**EXERCISE INSTRUCTIONS:**
What is needed is an exact copy of the entries below, with every picture left out.

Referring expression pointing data
• • •
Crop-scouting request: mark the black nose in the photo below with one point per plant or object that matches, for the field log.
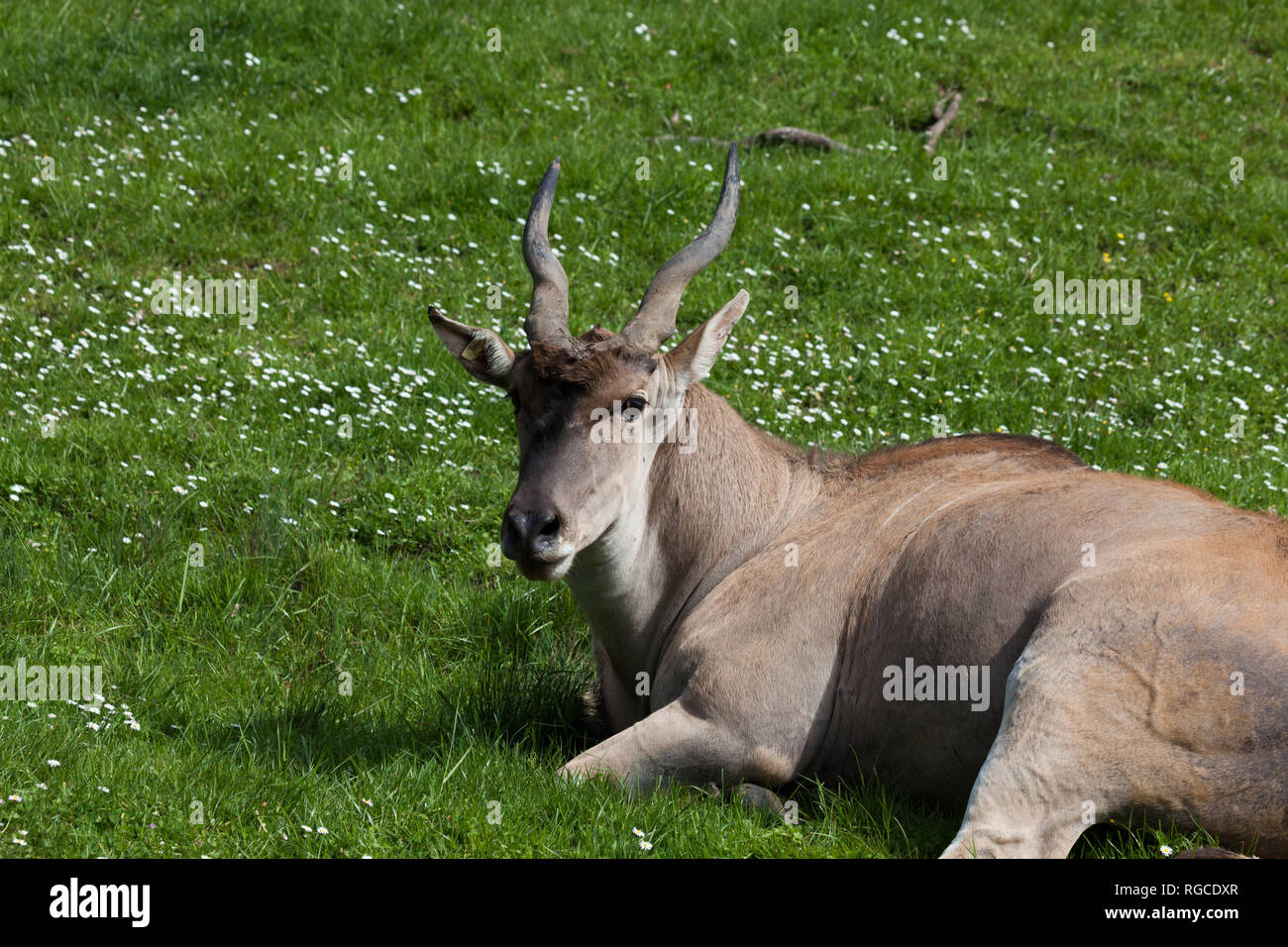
(528, 534)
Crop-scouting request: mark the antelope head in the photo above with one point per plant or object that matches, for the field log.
(591, 411)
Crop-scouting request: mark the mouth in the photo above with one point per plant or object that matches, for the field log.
(548, 570)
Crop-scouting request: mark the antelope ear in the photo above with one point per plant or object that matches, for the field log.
(691, 361)
(481, 351)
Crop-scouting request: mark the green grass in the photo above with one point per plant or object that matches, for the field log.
(369, 554)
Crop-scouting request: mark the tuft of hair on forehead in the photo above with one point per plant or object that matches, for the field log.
(588, 364)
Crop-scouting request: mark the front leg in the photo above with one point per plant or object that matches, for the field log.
(673, 745)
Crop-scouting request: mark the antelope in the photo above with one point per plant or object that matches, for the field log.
(761, 613)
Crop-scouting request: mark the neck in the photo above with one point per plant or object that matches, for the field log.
(706, 512)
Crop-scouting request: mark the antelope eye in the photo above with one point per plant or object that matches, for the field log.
(632, 408)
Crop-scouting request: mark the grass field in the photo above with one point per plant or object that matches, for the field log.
(342, 476)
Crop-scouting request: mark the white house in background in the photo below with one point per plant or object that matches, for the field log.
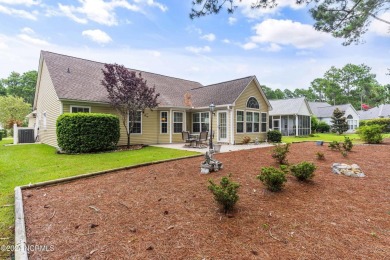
• • •
**TASK OUTPUT:**
Crop-scouting request: mark the black nose in the photo below with one point per plant or object that matches, for the field log.
(528, 534)
Crop-scouting request: mark the antelope head in the photo above with one point per plant or object that matches, for the field log.
(591, 411)
Crop-scouting request: mark the mouth in the photo above with one point per plant or object that matches, for the field log.
(548, 570)
Crop-scouting request: mark the antelope ear in the photo above with one point per plant or object that matches, for the field log.
(691, 361)
(481, 351)
Crop-scouting request: mark the green grass in the photo above with one point per plant or object that matches, for the field log.
(369, 554)
Crop-scouting request: mark the tuft of hair on forehead in the photo above with one point per plant or object that matches, for the field log.
(588, 364)
Crop-scouting request: mark the front leg in the photo above with one point per plant or object that matches, for the field log.
(673, 745)
Crop-scouting request: mark the antelope in the photo above with one point per plant or object that matches, for the field log.
(761, 613)
Crop-scouting request: mark the neck in the photo above with one point per plant or object that matches, for the field log.
(706, 512)
Crop-scouting request: mark the antelope eye in the photo above with one point per plant or object that matches, for the field log.
(632, 408)
Crop-scouting request: mark the grass field in the photo above with one point per plant or object that matches, for the field log.
(342, 476)
Crop-scouting request: mark the white house in background in the photo below with one point per plant or object that matches, for the field log.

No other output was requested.